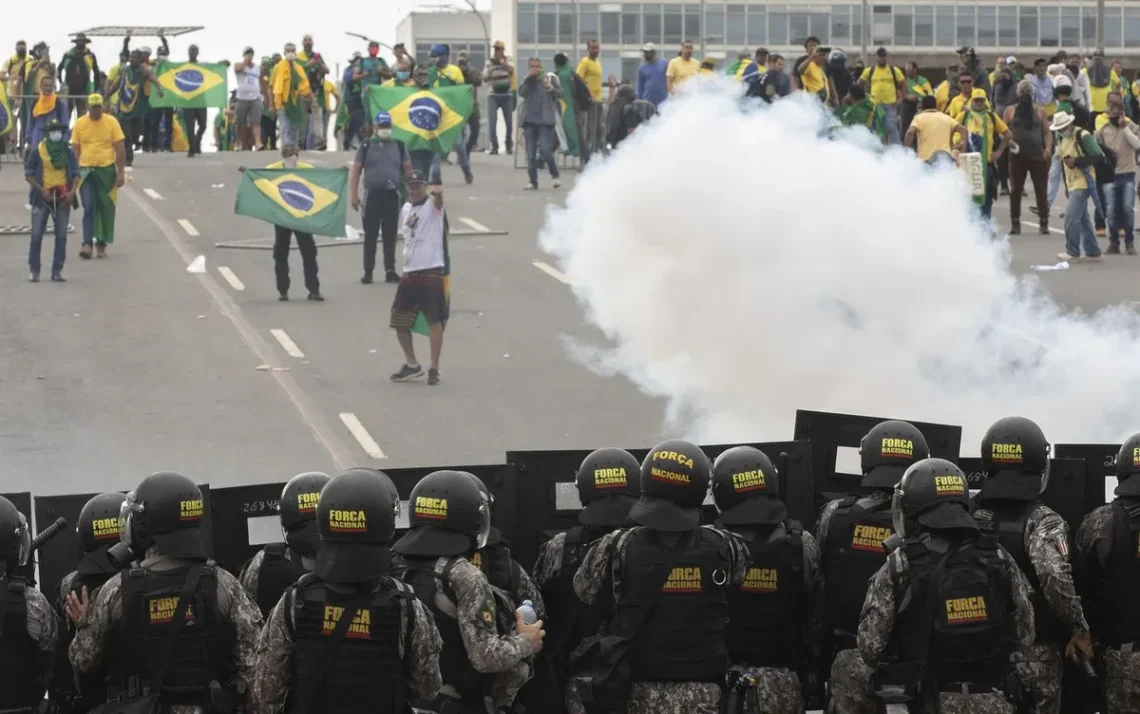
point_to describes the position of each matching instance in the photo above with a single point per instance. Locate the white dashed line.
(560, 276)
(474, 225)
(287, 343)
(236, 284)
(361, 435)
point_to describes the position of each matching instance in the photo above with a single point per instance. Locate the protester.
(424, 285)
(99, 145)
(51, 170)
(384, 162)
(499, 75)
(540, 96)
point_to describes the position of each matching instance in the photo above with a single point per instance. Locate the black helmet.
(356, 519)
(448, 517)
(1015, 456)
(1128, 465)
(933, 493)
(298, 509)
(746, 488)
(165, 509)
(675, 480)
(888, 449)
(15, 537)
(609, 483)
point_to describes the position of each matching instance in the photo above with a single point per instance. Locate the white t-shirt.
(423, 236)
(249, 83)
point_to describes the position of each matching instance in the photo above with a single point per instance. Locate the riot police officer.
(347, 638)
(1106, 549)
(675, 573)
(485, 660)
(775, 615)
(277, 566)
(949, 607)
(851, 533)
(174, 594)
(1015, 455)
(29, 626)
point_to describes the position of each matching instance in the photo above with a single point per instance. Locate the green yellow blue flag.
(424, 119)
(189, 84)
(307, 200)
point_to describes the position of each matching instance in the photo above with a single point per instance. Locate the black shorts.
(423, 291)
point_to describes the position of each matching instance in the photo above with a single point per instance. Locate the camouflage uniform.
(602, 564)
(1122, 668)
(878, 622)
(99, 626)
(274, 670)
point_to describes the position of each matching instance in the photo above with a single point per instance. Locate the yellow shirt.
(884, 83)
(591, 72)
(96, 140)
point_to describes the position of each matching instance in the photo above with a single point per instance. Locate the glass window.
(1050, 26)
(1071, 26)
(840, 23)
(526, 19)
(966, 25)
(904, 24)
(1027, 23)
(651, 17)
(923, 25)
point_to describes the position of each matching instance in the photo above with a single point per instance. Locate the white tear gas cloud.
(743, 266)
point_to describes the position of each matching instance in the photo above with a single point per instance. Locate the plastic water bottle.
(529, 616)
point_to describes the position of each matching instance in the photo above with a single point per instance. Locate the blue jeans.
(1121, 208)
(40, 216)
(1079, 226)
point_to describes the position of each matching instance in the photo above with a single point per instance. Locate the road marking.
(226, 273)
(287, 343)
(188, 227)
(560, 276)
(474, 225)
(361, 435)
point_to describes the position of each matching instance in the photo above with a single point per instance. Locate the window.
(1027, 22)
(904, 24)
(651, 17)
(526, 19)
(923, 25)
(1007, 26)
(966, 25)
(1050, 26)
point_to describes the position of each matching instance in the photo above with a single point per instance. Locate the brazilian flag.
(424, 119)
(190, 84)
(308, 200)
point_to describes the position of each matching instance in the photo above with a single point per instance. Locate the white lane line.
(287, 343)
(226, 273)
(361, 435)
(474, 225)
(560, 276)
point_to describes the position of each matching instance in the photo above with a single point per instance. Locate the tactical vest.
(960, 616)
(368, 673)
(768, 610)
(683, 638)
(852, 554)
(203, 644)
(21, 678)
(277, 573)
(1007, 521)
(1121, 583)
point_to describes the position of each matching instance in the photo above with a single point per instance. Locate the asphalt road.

________

#### [WHAT NEEDS TO BE DONE]
Repeat the material above verbatim. Leave the pictures behind.

#### [RESULT BELOW]
point_to describes the position of each matching instance in the photo above with a single point per instance. Locate the white dashed line.
(560, 276)
(474, 225)
(287, 343)
(236, 284)
(361, 435)
point_to describes the position of each matching instance in the photo above with a single point per instance. Locate the protester.
(424, 285)
(99, 145)
(51, 170)
(384, 162)
(499, 75)
(540, 96)
point_to describes the position of each matching instance in the photo above with a single point per instance. Locate the black helmet.
(356, 519)
(448, 517)
(1015, 456)
(1128, 465)
(933, 493)
(298, 509)
(746, 488)
(165, 509)
(675, 480)
(888, 449)
(15, 537)
(609, 483)
point_to describes the position of each matching instance in the photo above with a single point per instance. Locate the white t-shirt.
(423, 236)
(249, 83)
point_to describes the position of each matching instance in the photo above with a single point per instance. Locate the riot police officer.
(347, 638)
(1106, 549)
(675, 573)
(485, 660)
(775, 615)
(277, 566)
(949, 607)
(851, 533)
(174, 594)
(1015, 455)
(29, 626)
point_to describes the position of each matching instance in the photo above with a single point per instance. Locate the green yellow blue flag.
(424, 119)
(189, 84)
(307, 200)
point_to describes the position of each matching instance in the photo above with a single point per instance. Locate the black shorts.
(423, 291)
point_to describes the position of each matching instance in the photo above with a single point per instance. Locate the camouflage uniform.
(602, 564)
(1122, 668)
(878, 622)
(99, 626)
(274, 670)
point_to describes the position of each matching instance in the photo above with a single point per instance. Locate the yellow shirt.
(884, 83)
(591, 72)
(96, 140)
point_to describes the position of each matching instance in the photo above with a single point per instance. Locate the glass window.
(1050, 26)
(1071, 26)
(840, 23)
(526, 19)
(966, 25)
(904, 24)
(1027, 23)
(651, 17)
(923, 25)
point_to describes the position of each matching instance in the photo above with a single point per instance. Locate the white tear gas cloud.
(743, 266)
point_to describes the position of each matching instance in the photo above with a single point per instance. Locate the plastic water bottle.
(529, 616)
point_to describes the position of each matching instance in the photo above with a single point per instance. Locate the blue jeans.
(1121, 208)
(40, 216)
(1079, 226)
point_to describes the position of each matching instance in the photo above with a single point per instance. Locate the road marking.
(226, 273)
(287, 343)
(188, 227)
(560, 276)
(474, 225)
(361, 435)
point_to describes the position of each matching instance in the photo above with a single point per instance. Locate the window.
(1027, 22)
(904, 24)
(651, 17)
(526, 19)
(923, 25)
(1007, 26)
(966, 25)
(1050, 26)
point_to describes the position of each matching instance in the photo above with a single point per instance. Locate the brazilian flag.
(424, 119)
(190, 84)
(308, 200)
point_to describes the position of each matching instance in the photo above with a single point per instance. Locate the white lane line.
(287, 343)
(226, 273)
(361, 435)
(474, 225)
(560, 276)
point_to describes the position of each matching instance in the photo above with a single point per instance. Locate the tactical vest.
(960, 616)
(368, 673)
(768, 610)
(683, 638)
(852, 554)
(203, 644)
(21, 678)
(277, 573)
(1007, 521)
(1121, 583)
point_to describes the position of each matching instance in the photo above with a single point per instance. Locate the asphalt road.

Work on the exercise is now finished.